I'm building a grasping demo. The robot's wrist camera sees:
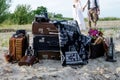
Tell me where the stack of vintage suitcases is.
[5,30,29,62]
[32,16,60,59]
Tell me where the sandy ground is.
[0,32,120,80]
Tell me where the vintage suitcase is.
[89,43,105,59]
[18,56,37,66]
[37,51,61,60]
[33,35,60,51]
[61,51,83,66]
[32,22,58,35]
[9,36,27,61]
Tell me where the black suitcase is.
[33,35,60,51]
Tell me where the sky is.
[10,0,120,18]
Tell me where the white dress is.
[73,2,86,30]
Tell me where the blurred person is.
[83,0,100,28]
[73,0,86,31]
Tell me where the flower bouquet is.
[88,28,103,44]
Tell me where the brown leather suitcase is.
[9,36,27,61]
[37,51,60,60]
[32,22,58,35]
[18,56,37,66]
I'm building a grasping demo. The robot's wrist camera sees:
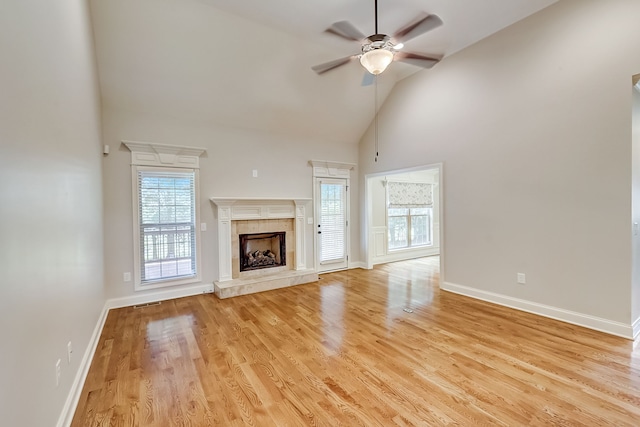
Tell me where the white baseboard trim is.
[440,282,640,339]
[106,283,213,310]
[633,317,640,339]
[372,246,440,265]
[56,304,109,427]
[57,283,213,427]
[349,261,367,270]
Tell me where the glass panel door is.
[316,179,348,272]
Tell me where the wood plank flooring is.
[72,257,640,427]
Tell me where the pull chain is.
[373,76,378,163]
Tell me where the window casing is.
[387,181,433,251]
[388,207,432,251]
[134,166,200,290]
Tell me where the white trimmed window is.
[137,167,198,286]
[387,182,433,251]
[123,141,204,290]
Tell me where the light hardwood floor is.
[73,257,640,427]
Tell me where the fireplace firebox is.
[239,231,287,271]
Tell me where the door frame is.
[313,177,351,274]
[309,160,356,274]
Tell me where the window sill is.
[135,276,201,292]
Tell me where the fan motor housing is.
[362,34,394,53]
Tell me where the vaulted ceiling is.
[91,0,557,144]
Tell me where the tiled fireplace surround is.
[211,197,318,298]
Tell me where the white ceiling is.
[91,0,557,144]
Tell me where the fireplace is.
[238,231,287,271]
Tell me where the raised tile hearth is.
[213,270,318,299]
[211,197,318,298]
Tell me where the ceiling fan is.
[311,0,442,75]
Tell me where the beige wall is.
[359,0,640,325]
[103,108,360,298]
[631,85,640,322]
[0,0,104,427]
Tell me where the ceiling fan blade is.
[395,52,442,68]
[393,12,442,43]
[325,21,366,41]
[311,55,356,74]
[360,71,376,86]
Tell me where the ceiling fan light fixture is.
[360,49,393,76]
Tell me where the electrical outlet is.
[56,359,62,387]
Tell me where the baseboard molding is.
[349,261,367,270]
[440,282,640,339]
[372,246,440,265]
[56,304,109,427]
[57,284,213,427]
[107,283,213,310]
[633,317,640,339]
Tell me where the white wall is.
[0,0,104,427]
[359,0,640,333]
[631,85,640,331]
[103,108,360,299]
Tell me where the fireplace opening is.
[239,231,287,271]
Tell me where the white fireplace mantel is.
[211,197,311,282]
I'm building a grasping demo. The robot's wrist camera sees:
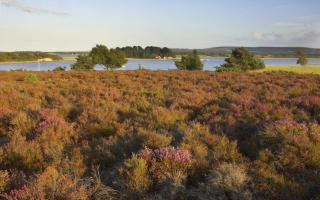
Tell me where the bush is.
[175,50,203,70]
[120,155,152,193]
[71,55,95,71]
[217,48,265,72]
[52,67,66,72]
[24,74,38,82]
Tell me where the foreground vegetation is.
[0,71,320,200]
[0,52,62,62]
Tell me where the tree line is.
[115,46,175,58]
[71,45,308,72]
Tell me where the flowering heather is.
[0,70,320,200]
[35,111,66,134]
[140,147,192,163]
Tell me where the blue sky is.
[0,0,320,51]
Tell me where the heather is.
[0,70,320,200]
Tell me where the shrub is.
[217,48,265,72]
[52,67,66,72]
[71,55,95,71]
[120,155,152,193]
[0,171,10,194]
[24,74,38,82]
[139,147,193,185]
[175,50,203,70]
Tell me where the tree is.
[217,48,265,71]
[297,51,308,66]
[175,50,203,70]
[89,45,128,70]
[71,55,95,70]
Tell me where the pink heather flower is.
[35,110,66,134]
[271,120,309,134]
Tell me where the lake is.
[0,58,320,71]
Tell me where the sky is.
[0,0,320,51]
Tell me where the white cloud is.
[252,30,320,46]
[0,0,68,16]
[274,22,307,28]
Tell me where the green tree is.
[217,48,265,71]
[175,50,203,70]
[297,51,308,66]
[71,55,95,70]
[89,45,128,70]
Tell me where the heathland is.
[0,70,320,199]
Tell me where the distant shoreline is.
[0,56,320,64]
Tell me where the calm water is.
[0,58,320,71]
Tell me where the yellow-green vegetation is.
[0,70,320,200]
[257,65,320,74]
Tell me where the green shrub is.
[24,74,38,82]
[120,155,152,193]
[217,48,265,72]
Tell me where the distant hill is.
[172,47,320,57]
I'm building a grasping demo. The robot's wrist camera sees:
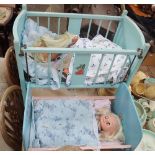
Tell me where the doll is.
[96,107,124,142]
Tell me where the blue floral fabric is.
[31,99,99,147]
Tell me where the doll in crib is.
[96,100,124,143]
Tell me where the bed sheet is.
[31,99,99,147]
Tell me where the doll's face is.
[100,114,120,135]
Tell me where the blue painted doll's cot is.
[13,4,149,150]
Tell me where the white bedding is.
[23,19,129,89]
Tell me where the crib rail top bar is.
[33,96,115,100]
[29,82,119,89]
[27,11,123,21]
[21,47,141,55]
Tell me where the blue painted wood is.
[57,18,61,34]
[47,54,52,86]
[47,17,50,30]
[97,20,102,34]
[27,11,123,21]
[71,54,90,87]
[13,10,26,101]
[112,83,142,150]
[104,54,116,83]
[87,19,92,38]
[23,83,32,150]
[93,54,105,83]
[21,47,140,56]
[105,21,112,38]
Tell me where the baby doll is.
[96,107,124,142]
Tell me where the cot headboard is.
[13,7,149,99]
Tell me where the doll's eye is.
[106,122,110,126]
[105,116,109,119]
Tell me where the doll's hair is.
[100,108,124,142]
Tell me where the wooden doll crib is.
[13,6,149,150]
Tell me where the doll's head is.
[100,112,121,136]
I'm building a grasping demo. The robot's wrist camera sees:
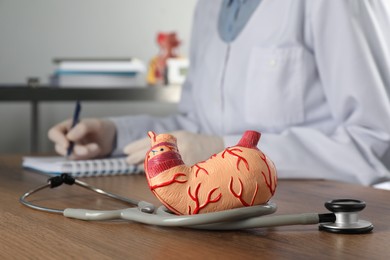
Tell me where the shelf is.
[0,85,181,103]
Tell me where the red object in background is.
[147,32,180,85]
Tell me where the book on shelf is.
[22,156,143,177]
[51,58,146,87]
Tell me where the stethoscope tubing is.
[19,174,373,234]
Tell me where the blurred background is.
[0,0,196,153]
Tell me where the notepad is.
[22,156,142,177]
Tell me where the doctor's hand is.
[48,118,116,160]
[124,131,225,169]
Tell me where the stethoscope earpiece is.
[319,199,374,234]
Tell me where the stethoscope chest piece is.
[319,199,374,234]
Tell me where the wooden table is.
[0,155,390,259]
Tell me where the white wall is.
[0,0,196,153]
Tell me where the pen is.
[66,100,81,157]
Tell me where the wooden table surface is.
[0,155,390,259]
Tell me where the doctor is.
[49,0,390,185]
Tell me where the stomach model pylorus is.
[145,131,277,215]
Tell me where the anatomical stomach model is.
[145,131,277,215]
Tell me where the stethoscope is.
[19,174,374,234]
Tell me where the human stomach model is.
[145,131,277,215]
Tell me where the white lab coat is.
[114,0,390,185]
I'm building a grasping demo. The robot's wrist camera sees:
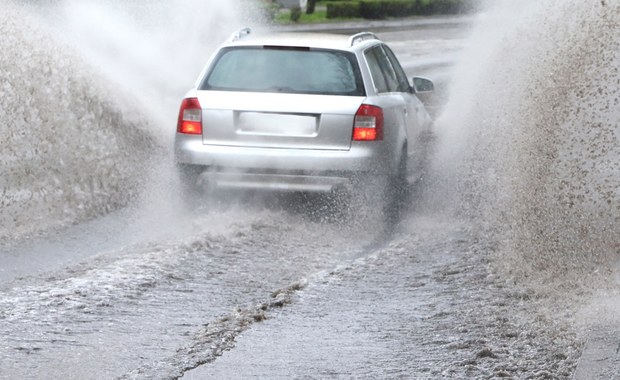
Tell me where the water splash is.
[435,0,620,283]
[0,0,251,241]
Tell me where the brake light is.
[353,104,383,141]
[177,98,202,135]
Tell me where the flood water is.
[0,0,620,379]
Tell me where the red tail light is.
[353,104,383,141]
[177,98,202,135]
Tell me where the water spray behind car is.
[434,0,620,283]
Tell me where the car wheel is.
[385,147,409,225]
[177,164,204,208]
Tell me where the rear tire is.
[385,147,409,227]
[177,164,204,209]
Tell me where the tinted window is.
[364,46,389,93]
[200,47,365,96]
[383,45,410,92]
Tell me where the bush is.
[291,7,301,22]
[360,0,417,19]
[325,1,361,18]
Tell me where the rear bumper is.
[196,170,352,193]
[175,135,387,192]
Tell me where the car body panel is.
[175,33,430,192]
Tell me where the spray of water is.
[434,0,620,285]
[0,0,261,239]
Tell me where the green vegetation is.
[274,0,473,24]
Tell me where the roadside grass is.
[273,3,363,25]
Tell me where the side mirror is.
[413,77,435,94]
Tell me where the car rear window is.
[200,46,364,96]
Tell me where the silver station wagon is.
[175,28,433,209]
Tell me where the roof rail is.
[349,32,379,46]
[228,28,252,42]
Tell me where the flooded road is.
[0,1,620,379]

################

- WHAT THIS TASK INVOLVES: Reproduce, word for word, every line from the one that contains "Tell me where the wooden table surface is." to the end of the data, including both ends; omit all pictures.

- EXERCISE RESULT:
Tell me where the wooden table surface is.
[0,155,390,259]
Tell me where the doctor is.
[49,0,390,185]
Tell me where the stomach model pylorus is.
[145,131,277,215]
Tell me where the anatomical stomach model is.
[145,131,277,215]
Tell me where the stethoscope is.
[19,174,374,234]
Tell me where the human stomach model is.
[145,131,277,215]
Tell me where the white lab coat is.
[114,0,390,185]
I'm building a grasping demo. The robot's wrist camera sees:
Tell me where the water splash is.
[435,0,620,283]
[0,0,251,241]
Tell me where the brake light is.
[353,104,383,141]
[177,98,202,135]
Tell me where the flood water is.
[0,0,620,379]
Tell me where the red tail light is.
[353,104,383,141]
[177,98,202,135]
Tell me where the water spray behind car is.
[434,0,620,283]
Tell me where the car wheel is.
[385,147,409,225]
[177,164,204,208]
Tell me where the rear tire is.
[385,147,409,227]
[177,164,204,209]
Tell me where the tinted window is.
[364,46,389,93]
[200,47,365,96]
[383,45,410,92]
Tell me where the bush is.
[291,7,301,22]
[360,0,417,19]
[325,1,361,18]
Tell me where the rear bumper is.
[196,170,352,193]
[175,135,387,192]
Tell me where the car body panel is.
[175,33,430,192]
Tell me where the spray of water is.
[434,0,620,285]
[0,0,261,239]
Tell me where the green vegetation is.
[274,0,473,24]
Tell me where the roadside grass is.
[273,3,363,25]
Tell me where the side mirror is.
[413,77,435,94]
Tell me where the car rear window is.
[200,46,364,96]
Tell me where the silver station wagon is.
[175,28,433,209]
Tell me where the roof rail is.
[349,32,379,46]
[228,28,252,42]
Tell me where the flooded road is.
[0,1,620,379]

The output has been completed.